◆ Your objective ◆
Work out how many lines in these entries include the string "after", and give only that figure.

[[ Provided data open ]]

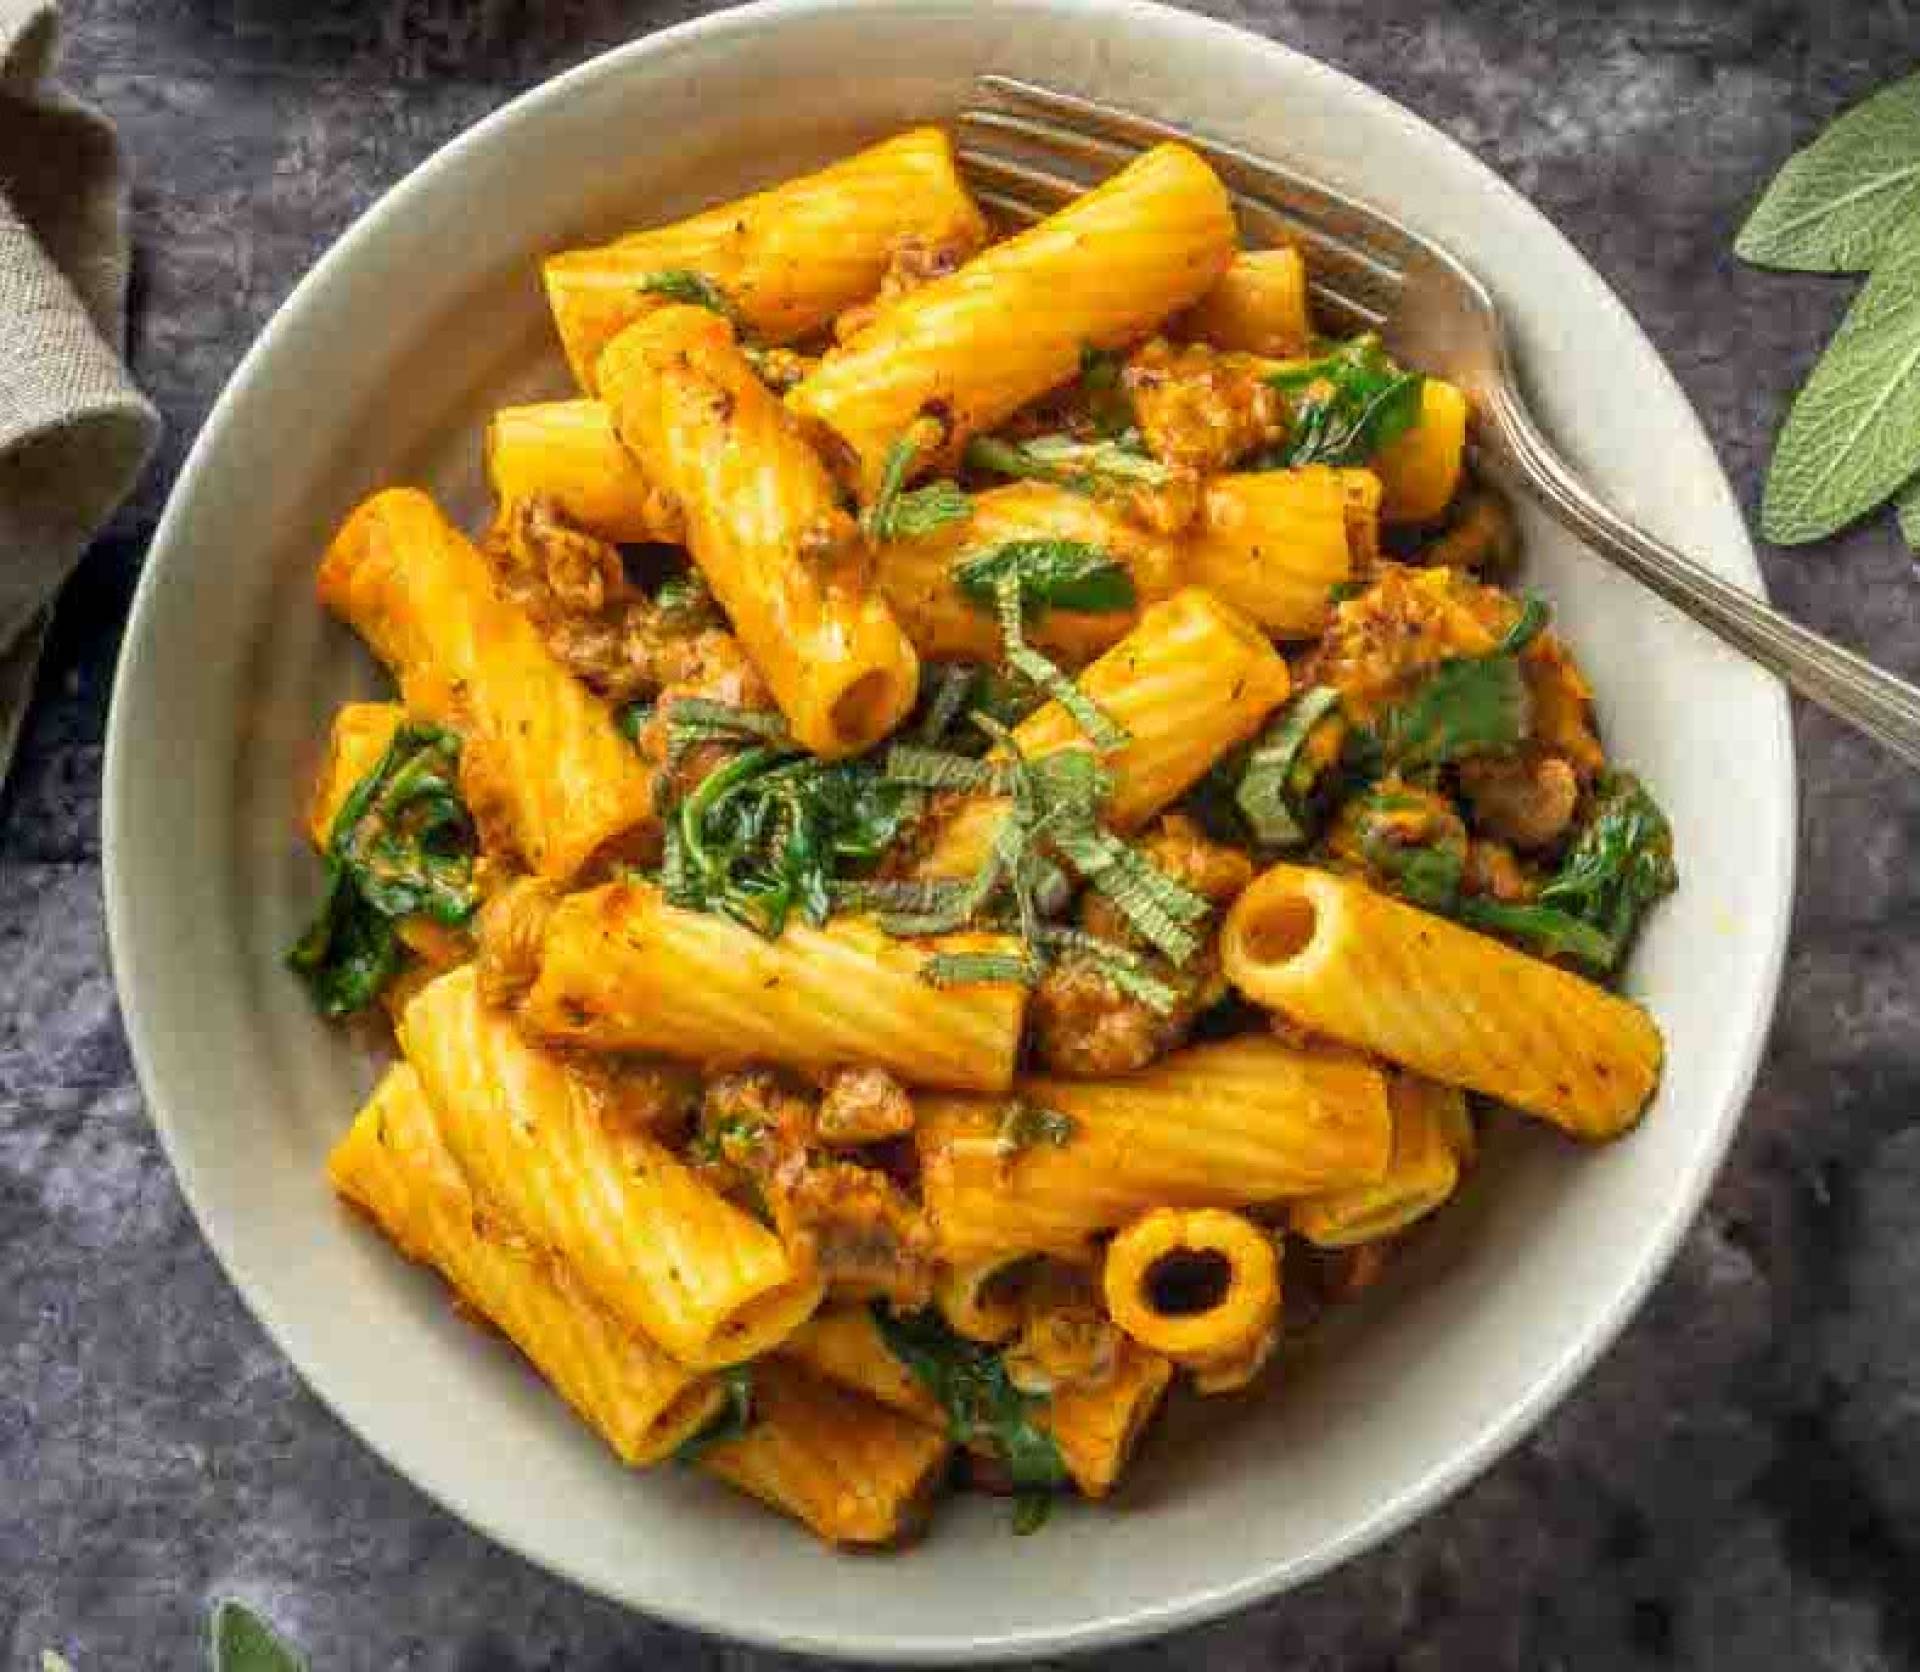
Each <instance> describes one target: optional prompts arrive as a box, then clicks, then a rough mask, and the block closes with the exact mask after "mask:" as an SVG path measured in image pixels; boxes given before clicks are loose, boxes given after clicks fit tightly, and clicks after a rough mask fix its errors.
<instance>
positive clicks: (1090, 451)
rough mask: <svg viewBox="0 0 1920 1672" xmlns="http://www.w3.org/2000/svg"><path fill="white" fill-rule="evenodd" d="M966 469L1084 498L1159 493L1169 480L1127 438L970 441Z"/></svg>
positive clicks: (1145, 455) (1134, 442) (1138, 443)
mask: <svg viewBox="0 0 1920 1672" xmlns="http://www.w3.org/2000/svg"><path fill="white" fill-rule="evenodd" d="M966 463H968V465H970V466H972V468H973V470H985V472H989V474H993V476H1012V478H1016V480H1027V482H1050V484H1052V486H1054V488H1066V490H1069V491H1073V493H1085V495H1089V497H1102V495H1108V493H1121V491H1127V490H1133V488H1162V486H1164V484H1165V482H1167V480H1171V476H1173V472H1171V470H1169V468H1167V466H1165V465H1162V463H1160V461H1158V459H1154V457H1152V455H1150V453H1146V451H1142V449H1140V445H1139V443H1137V442H1135V440H1131V438H1129V440H1116V442H1075V440H1073V438H1071V436H1035V438H1033V440H1031V442H1006V440H1002V438H1000V436H975V438H973V440H972V442H968V447H966Z"/></svg>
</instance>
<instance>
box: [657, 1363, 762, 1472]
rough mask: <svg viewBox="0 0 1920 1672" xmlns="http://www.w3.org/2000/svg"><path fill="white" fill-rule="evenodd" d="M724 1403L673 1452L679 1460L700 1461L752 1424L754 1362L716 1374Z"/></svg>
mask: <svg viewBox="0 0 1920 1672" xmlns="http://www.w3.org/2000/svg"><path fill="white" fill-rule="evenodd" d="M716 1380H718V1382H720V1392H722V1396H724V1397H722V1403H720V1409H718V1411H714V1417H712V1421H710V1422H708V1424H707V1426H705V1428H701V1432H699V1434H689V1436H687V1438H685V1440H682V1442H680V1447H678V1449H676V1451H674V1461H676V1463H699V1461H701V1457H705V1455H707V1453H708V1451H712V1449H714V1445H724V1444H726V1442H728V1440H737V1438H739V1436H741V1434H745V1432H747V1430H749V1428H751V1426H753V1365H728V1367H726V1369H724V1371H718V1373H716Z"/></svg>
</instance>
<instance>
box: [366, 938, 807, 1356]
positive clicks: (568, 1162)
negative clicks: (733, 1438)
mask: <svg viewBox="0 0 1920 1672" xmlns="http://www.w3.org/2000/svg"><path fill="white" fill-rule="evenodd" d="M399 1042H401V1048H403V1050H405V1052H407V1062H411V1063H413V1067H415V1069H417V1071H419V1075H420V1085H422V1087H424V1088H426V1096H428V1100H430V1102H432V1106H434V1111H436V1115H438V1117H440V1129H442V1135H444V1136H445V1140H447V1148H449V1150H451V1152H453V1158H455V1161H459V1165H461V1169H463V1171H465V1173H467V1177H468V1179H470V1181H472V1184H474V1190H476V1192H478V1194H480V1196H484V1198H486V1200H490V1202H493V1204H495V1206H497V1207H499V1211H501V1213H505V1215H507V1217H509V1219H511V1221H513V1223H515V1225H516V1227H518V1229H520V1232H522V1234H526V1236H528V1238H530V1240H534V1242H536V1244H540V1246H543V1248H547V1250H551V1252H553V1254H557V1255H559V1257H563V1259H564V1261H566V1263H568V1265H570V1267H572V1269H574V1273H578V1277H580V1282H582V1284H584V1286H586V1288H588V1290H591V1292H593V1294H595V1296H597V1298H599V1302H601V1305H605V1307H609V1311H612V1313H614V1315H616V1317H618V1319H622V1321H624V1323H626V1325H628V1326H630V1328H636V1330H639V1332H641V1334H645V1336H647V1338H649V1340H653V1342H657V1344H659V1346H662V1348H664V1350H666V1351H668V1353H672V1355H674V1357H676V1359H680V1363H684V1365H689V1367H693V1369H712V1367H718V1365H732V1363H737V1361H741V1359H749V1357H753V1355H755V1353H762V1351H766V1350H768V1348H772V1346H774V1344H776V1342H780V1340H783V1338H785V1336H787V1334H791V1332H793V1328H795V1326H797V1325H799V1323H801V1321H803V1319H806V1317H808V1315H810V1313H812V1309H814V1307H816V1305H818V1303H820V1292H822V1284H820V1278H818V1277H814V1275H812V1273H804V1271H797V1269H795V1267H793V1263H791V1259H789V1257H787V1252H785V1250H783V1248H781V1244H780V1238H776V1236H774V1232H772V1230H768V1229H766V1227H764V1225H760V1221H758V1219H753V1217H749V1215H747V1213H741V1211H739V1209H737V1207H733V1206H732V1204H730V1202H726V1200H722V1198H720V1196H718V1194H714V1192H712V1190H710V1188H708V1186H707V1184H705V1182H703V1181H701V1179H699V1177H697V1175H695V1173H691V1171H689V1169H687V1167H685V1165H684V1163H682V1161H680V1159H678V1158H676V1156H674V1154H672V1152H670V1150H668V1148H666V1146H664V1144H660V1142H657V1140H655V1138H651V1136H649V1135H647V1133H645V1129H643V1115H645V1113H651V1111H649V1110H636V1108H634V1104H636V1102H641V1100H643V1098H641V1096H639V1092H643V1090H645V1087H636V1096H634V1098H628V1096H622V1092H626V1090H628V1087H626V1085H624V1083H622V1079H620V1077H618V1075H611V1073H609V1075H593V1073H589V1071H588V1069H586V1067H582V1065H576V1063H570V1062H566V1060H563V1058H555V1056H547V1054H545V1052H540V1050H536V1048H534V1046H532V1044H528V1042H526V1040H524V1039H522V1037H520V1031H518V1029H516V1027H515V1025H513V1021H511V1019H509V1017H507V1015H503V1014H499V1012H495V1010H490V1008H488V1006H484V1004H482V1000H480V989H478V981H476V975H474V967H472V966H467V967H463V969H455V971H453V973H451V975H444V977H442V979H440V981H436V983H434V985H432V987H428V989H424V991H422V992H420V994H419V996H417V998H415V1000H413V1004H409V1006H407V1010H405V1014H403V1015H401V1019H399Z"/></svg>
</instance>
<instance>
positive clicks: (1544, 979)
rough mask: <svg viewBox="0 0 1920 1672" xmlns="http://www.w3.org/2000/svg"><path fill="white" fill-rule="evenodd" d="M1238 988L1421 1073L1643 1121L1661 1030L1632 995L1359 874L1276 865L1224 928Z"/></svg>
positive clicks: (1613, 1133) (1543, 1107)
mask: <svg viewBox="0 0 1920 1672" xmlns="http://www.w3.org/2000/svg"><path fill="white" fill-rule="evenodd" d="M1221 954H1223V958H1225V964H1227V973H1229V975H1231V977H1233V983H1235V987H1238V989H1240V991H1242V992H1244V994H1246V996H1248V998H1252V1000H1254V1002H1258V1004H1265V1006H1271V1008H1273V1010H1279V1012H1283V1014H1284V1015H1288V1017H1292V1019H1294V1021H1298V1023H1300V1025H1302V1027H1311V1029H1315V1031H1317V1033H1325V1035H1329V1037H1332V1039H1340V1040H1346V1042H1348V1044H1354V1046H1359V1048H1361V1050H1373V1052H1379V1054H1380V1056H1384V1058H1386V1060H1388V1062H1396V1063H1402V1065H1404V1067H1409V1069H1413V1071H1415V1073H1421V1075H1427V1077H1428V1079H1436V1081H1446V1083H1448V1085H1461V1087H1471V1088H1473V1090H1476V1092H1484V1094H1486V1096H1492V1098H1500V1100H1501V1102H1507V1104H1513V1106H1515V1108H1519V1110H1526V1111H1528V1113H1532V1115H1540V1117H1544V1119H1549V1121H1553V1123H1555V1125H1557V1127H1565V1129H1567V1131H1569V1133H1572V1135H1574V1136H1576V1138H1613V1136H1619V1135H1620V1133H1622V1131H1626V1129H1628V1127H1630V1125H1632V1123H1634V1121H1638V1119H1640V1113H1642V1110H1644V1108H1645V1104H1647V1098H1649V1096H1653V1087H1655V1085H1657V1083H1659V1073H1661V1035H1659V1029H1657V1027H1655V1025H1653V1019H1651V1017H1649V1015H1647V1014H1645V1012H1644V1010H1642V1008H1640V1006H1638V1004H1634V1002H1630V1000H1626V998H1620V996H1617V994H1613V992H1607V991H1605V989H1603V987H1596V985H1594V983H1592V981H1582V979H1580V977H1578V975H1572V973H1569V971H1565V969H1555V967H1553V966H1551V964H1544V962H1542V960H1538V958H1528V956H1526V954H1524V952H1517V950H1515V948H1513V946H1505V944H1503V943H1500V941H1494V939H1492V937H1488V935H1476V933H1475V931H1473V929H1461V927H1459V925H1457V923H1450V921H1446V920H1444V918H1436V916H1434V914H1430V912H1421V910H1419V908H1415V906H1409V904H1405V902H1402V900H1394V898H1390V896H1388V895H1380V893H1377V891H1375V889H1371V887H1367V885H1365V883H1359V881H1352V879H1348V877H1334V875H1329V873H1325V872H1309V870H1302V868H1300V866H1275V868H1273V870H1271V872H1267V873H1265V875H1263V877H1260V879H1258V881H1256V883H1254V887H1250V889H1248V891H1246V893H1244V895H1242V896H1240V898H1238V900H1236V902H1235V908H1233V912H1231V916H1229V918H1227V927H1225V933H1223V939H1221Z"/></svg>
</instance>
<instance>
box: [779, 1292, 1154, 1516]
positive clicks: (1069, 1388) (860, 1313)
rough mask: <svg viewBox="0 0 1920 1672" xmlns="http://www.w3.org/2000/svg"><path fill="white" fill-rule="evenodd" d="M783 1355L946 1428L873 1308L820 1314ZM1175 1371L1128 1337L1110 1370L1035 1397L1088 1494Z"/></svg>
mask: <svg viewBox="0 0 1920 1672" xmlns="http://www.w3.org/2000/svg"><path fill="white" fill-rule="evenodd" d="M781 1357H785V1359H795V1361H797V1363H801V1365H804V1367H806V1369H808V1371H810V1373H812V1374H816V1376H824V1378H826V1380H829V1382H835V1384H837V1386H841V1388H851V1390H852V1392H856V1394H864V1396H866V1397H870V1399H877V1401H879V1403H881V1405H885V1407H887V1409H889V1411H899V1413H900V1415H902V1417H910V1419H912V1421H916V1422H925V1424H929V1426H933V1428H939V1430H945V1426H947V1415H945V1413H943V1411H941V1407H939V1403H937V1401H935V1399H933V1396H931V1394H929V1392H927V1390H925V1384H924V1382H922V1380H920V1378H918V1376H916V1374H914V1373H912V1371H908V1369H906V1367H904V1365H902V1363H900V1361H899V1359H897V1357H895V1355H893V1350H891V1348H889V1346H887V1342H885V1340H883V1336H881V1334H879V1328H877V1326H876V1323H874V1315H872V1313H870V1311H868V1309H866V1307H837V1309H833V1311H826V1313H820V1315H816V1317H814V1319H812V1321H810V1323H808V1325H804V1326H803V1328H801V1330H799V1332H797V1334H795V1336H793V1338H791V1340H789V1342H787V1346H783V1348H781ZM1171 1374H1173V1367H1171V1365H1169V1363H1167V1361H1165V1359H1164V1357H1160V1353H1150V1351H1146V1348H1142V1346H1139V1344H1137V1342H1129V1340H1125V1338H1123V1340H1121V1342H1119V1346H1117V1350H1116V1353H1114V1365H1112V1369H1110V1371H1108V1374H1106V1376H1102V1378H1098V1380H1087V1382H1069V1384H1064V1386H1062V1388H1060V1390H1058V1392H1054V1394H1052V1396H1050V1397H1046V1399H1041V1401H1037V1403H1035V1407H1033V1421H1035V1426H1039V1428H1046V1430H1048V1432H1050V1434H1052V1436H1054V1444H1056V1445H1058V1447H1060V1461H1062V1463H1066V1467H1068V1474H1071V1476H1073V1484H1075V1486H1077V1488H1079V1490H1081V1492H1085V1493H1087V1495H1089V1497H1104V1495H1106V1493H1108V1492H1110V1490H1112V1486H1114V1482H1116V1480H1117V1478H1119V1472H1121V1469H1123V1467H1125V1463H1127V1459H1129V1455H1131V1453H1133V1447H1135V1444H1137V1442H1139V1438H1140V1432H1142V1430H1144V1428H1146V1424H1148V1421H1150V1419H1152V1415H1154V1411H1156V1409H1158V1405H1160V1397H1162V1396H1164V1394H1165V1392H1167V1382H1169V1380H1171ZM975 1449H981V1451H987V1453H991V1451H993V1445H991V1444H989V1442H985V1440H983V1442H977V1444H975Z"/></svg>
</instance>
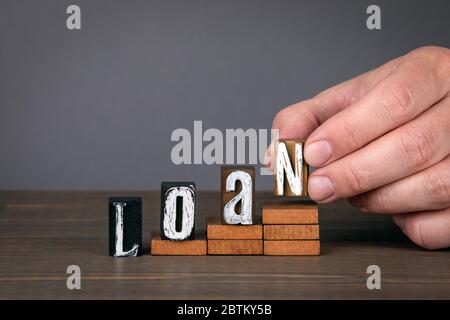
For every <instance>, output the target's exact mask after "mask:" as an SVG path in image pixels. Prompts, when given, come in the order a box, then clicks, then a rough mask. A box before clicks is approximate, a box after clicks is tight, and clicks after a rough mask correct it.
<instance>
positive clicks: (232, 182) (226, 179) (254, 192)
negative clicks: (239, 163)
mask: <svg viewBox="0 0 450 320" xmlns="http://www.w3.org/2000/svg"><path fill="white" fill-rule="evenodd" d="M221 190H222V192H221V193H222V197H221V198H222V203H221V210H222V213H221V216H222V224H242V225H251V224H254V223H255V216H256V209H255V203H254V201H255V167H252V166H222V168H221Z"/></svg>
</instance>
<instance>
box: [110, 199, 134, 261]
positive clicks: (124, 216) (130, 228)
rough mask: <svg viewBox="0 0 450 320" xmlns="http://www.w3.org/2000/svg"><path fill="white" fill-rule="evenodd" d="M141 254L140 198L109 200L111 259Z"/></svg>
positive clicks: (110, 251)
mask: <svg viewBox="0 0 450 320" xmlns="http://www.w3.org/2000/svg"><path fill="white" fill-rule="evenodd" d="M141 254H142V201H141V198H139V197H112V198H109V255H110V256H113V257H135V256H140V255H141Z"/></svg>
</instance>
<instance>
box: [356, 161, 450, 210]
mask: <svg viewBox="0 0 450 320" xmlns="http://www.w3.org/2000/svg"><path fill="white" fill-rule="evenodd" d="M349 200H350V203H351V204H352V205H354V206H356V207H358V208H360V209H361V210H362V211H365V212H377V213H405V212H415V211H424V210H439V209H444V208H448V207H450V156H447V157H446V158H445V159H444V160H442V161H441V162H439V163H437V164H435V165H434V166H432V167H430V168H427V169H425V170H422V171H420V172H419V173H417V174H414V175H411V176H408V177H406V178H404V179H401V180H398V181H395V182H392V183H391V184H388V185H386V186H383V187H380V188H378V189H376V190H373V191H369V192H366V193H363V194H361V195H358V196H356V197H353V198H351V199H349Z"/></svg>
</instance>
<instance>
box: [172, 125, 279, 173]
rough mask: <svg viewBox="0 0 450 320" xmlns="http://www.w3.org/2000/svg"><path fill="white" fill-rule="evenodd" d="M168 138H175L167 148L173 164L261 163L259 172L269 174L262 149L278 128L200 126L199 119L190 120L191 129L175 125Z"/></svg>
mask: <svg viewBox="0 0 450 320" xmlns="http://www.w3.org/2000/svg"><path fill="white" fill-rule="evenodd" d="M170 140H171V141H172V142H176V144H175V145H174V146H173V148H172V151H171V160H172V162H173V163H174V164H176V165H180V164H206V165H213V164H228V165H245V164H248V165H257V164H261V165H262V166H263V167H261V168H260V174H261V175H271V174H273V172H272V170H271V169H270V168H267V167H265V165H267V164H268V162H269V159H267V157H266V151H267V150H268V149H269V150H270V149H271V148H273V146H274V144H275V143H274V142H276V141H277V140H278V129H255V128H249V129H245V130H244V129H242V128H237V129H225V130H224V131H222V130H220V129H217V128H208V129H206V130H204V128H203V122H202V121H194V124H193V130H192V133H191V131H190V130H189V129H186V128H177V129H175V130H173V132H172V134H171V137H170ZM271 142H272V143H271ZM272 154H273V153H272Z"/></svg>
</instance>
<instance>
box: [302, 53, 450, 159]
mask: <svg viewBox="0 0 450 320" xmlns="http://www.w3.org/2000/svg"><path fill="white" fill-rule="evenodd" d="M424 61H427V62H426V63H425V62H424ZM449 75H450V50H448V49H445V48H431V49H430V48H422V49H419V50H416V51H413V52H412V53H410V54H409V55H408V56H406V57H405V58H404V59H402V60H401V61H400V62H399V64H398V67H397V69H396V71H395V72H393V73H392V74H390V75H389V76H388V77H386V78H385V80H384V81H382V82H379V83H378V84H377V85H376V86H375V87H374V88H373V90H372V91H371V92H369V93H367V94H366V95H365V96H364V97H363V98H362V99H360V100H359V101H357V102H355V103H353V104H352V105H351V106H349V107H348V108H346V109H344V110H342V111H341V112H339V113H338V114H336V115H335V116H334V117H331V118H329V119H328V120H327V121H326V122H325V123H323V125H321V126H320V127H319V128H317V129H316V130H315V131H314V132H313V133H311V135H310V136H309V137H308V140H307V142H306V144H305V159H306V161H307V162H308V163H309V164H310V165H312V166H314V167H320V166H324V165H327V164H329V163H331V162H333V161H335V160H337V159H340V158H342V157H343V156H345V155H348V154H350V153H351V152H353V151H355V150H357V149H359V148H361V147H362V146H364V145H367V144H368V143H369V142H371V141H373V140H374V139H376V138H378V137H380V136H382V135H383V134H385V133H387V132H389V131H391V130H392V129H394V128H397V127H399V126H400V125H402V124H404V123H407V122H408V121H410V120H411V119H414V118H415V117H416V116H418V115H419V114H421V113H422V112H423V111H424V110H426V109H427V108H428V107H429V106H432V105H433V104H435V103H436V102H437V101H439V100H440V99H442V98H443V97H444V96H445V95H446V94H447V93H448V92H449V91H450V76H449Z"/></svg>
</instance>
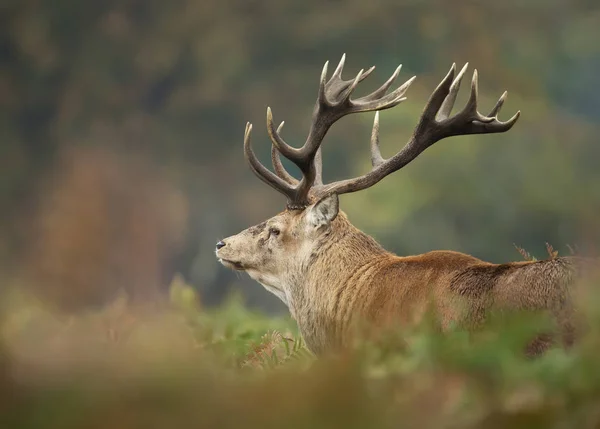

[[ Provided data closed ]]

◆ Answer to this exercise ◆
2